*Task:* From the line containing "Where can the ocean" to the last line of the records, reproduce every line exactly and print nothing else.

[Extracted records — start]

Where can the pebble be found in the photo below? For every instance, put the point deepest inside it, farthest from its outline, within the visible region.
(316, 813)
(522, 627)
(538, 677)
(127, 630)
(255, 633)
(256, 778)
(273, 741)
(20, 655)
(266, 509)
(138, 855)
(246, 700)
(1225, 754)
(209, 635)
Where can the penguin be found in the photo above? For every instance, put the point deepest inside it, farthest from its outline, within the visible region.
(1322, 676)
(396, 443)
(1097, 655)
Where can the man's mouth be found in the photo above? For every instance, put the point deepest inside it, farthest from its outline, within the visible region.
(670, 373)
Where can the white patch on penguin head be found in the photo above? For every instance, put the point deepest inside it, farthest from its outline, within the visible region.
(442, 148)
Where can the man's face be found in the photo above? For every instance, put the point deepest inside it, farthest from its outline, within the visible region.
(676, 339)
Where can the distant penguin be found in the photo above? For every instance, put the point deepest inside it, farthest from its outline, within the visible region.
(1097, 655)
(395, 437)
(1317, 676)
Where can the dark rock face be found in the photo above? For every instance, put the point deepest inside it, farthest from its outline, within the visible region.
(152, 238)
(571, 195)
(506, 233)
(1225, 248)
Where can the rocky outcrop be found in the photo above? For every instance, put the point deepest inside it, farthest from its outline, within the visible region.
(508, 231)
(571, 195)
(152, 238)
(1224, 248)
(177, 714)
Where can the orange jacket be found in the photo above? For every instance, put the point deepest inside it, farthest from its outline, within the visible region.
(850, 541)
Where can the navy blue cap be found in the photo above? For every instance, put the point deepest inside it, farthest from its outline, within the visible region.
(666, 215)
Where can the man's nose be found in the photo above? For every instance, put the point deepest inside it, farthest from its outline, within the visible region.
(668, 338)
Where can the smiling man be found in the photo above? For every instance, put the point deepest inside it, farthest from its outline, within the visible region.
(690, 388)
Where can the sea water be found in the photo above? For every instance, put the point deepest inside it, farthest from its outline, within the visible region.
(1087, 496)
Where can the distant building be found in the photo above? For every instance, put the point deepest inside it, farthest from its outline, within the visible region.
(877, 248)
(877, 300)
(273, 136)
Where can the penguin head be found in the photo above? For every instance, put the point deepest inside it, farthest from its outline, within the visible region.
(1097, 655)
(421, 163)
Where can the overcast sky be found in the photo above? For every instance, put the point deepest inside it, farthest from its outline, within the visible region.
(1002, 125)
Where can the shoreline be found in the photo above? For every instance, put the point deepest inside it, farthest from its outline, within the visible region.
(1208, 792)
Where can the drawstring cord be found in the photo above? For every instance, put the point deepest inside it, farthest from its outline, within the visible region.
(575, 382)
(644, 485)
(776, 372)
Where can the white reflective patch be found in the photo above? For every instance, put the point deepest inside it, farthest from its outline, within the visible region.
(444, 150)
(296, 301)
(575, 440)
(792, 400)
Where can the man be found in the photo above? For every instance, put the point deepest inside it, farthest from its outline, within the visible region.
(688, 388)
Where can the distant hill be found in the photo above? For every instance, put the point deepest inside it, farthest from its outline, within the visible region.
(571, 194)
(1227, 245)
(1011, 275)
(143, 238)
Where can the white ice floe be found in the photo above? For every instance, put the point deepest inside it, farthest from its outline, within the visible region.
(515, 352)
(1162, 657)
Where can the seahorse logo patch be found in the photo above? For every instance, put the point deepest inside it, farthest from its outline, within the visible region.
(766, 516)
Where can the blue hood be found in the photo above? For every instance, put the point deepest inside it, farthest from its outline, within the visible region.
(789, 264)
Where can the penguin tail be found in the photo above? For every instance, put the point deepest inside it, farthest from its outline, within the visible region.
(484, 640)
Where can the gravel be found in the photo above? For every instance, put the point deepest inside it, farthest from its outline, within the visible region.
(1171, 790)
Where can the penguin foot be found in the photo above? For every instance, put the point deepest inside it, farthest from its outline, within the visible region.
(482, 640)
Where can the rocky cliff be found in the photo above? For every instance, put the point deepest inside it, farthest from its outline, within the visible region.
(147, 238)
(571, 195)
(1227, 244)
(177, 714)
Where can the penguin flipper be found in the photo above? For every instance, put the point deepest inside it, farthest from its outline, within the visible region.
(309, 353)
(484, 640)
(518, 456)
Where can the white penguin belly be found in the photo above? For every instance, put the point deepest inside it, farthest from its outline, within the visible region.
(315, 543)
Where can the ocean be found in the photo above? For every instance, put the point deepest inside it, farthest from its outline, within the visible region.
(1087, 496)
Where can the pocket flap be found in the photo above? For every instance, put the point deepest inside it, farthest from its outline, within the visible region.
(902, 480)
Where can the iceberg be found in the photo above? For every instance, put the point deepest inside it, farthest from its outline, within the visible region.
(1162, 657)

[Extracted records — finish]

*Completed exercise:*
Where can the ocean be found in the photo above? For every instance, put the point deepest inside it, farthest from its outline, within the visible region.
(1087, 496)
Where can the pocket flap be found in the photo above? For every instance, put the point deepest inside it, farthest from its outline, within the visible region.
(902, 480)
Where can the iceberg be found in the photo above? For every instance, put the point deepest inside it, farthest from its outline, within the visible region.
(1162, 657)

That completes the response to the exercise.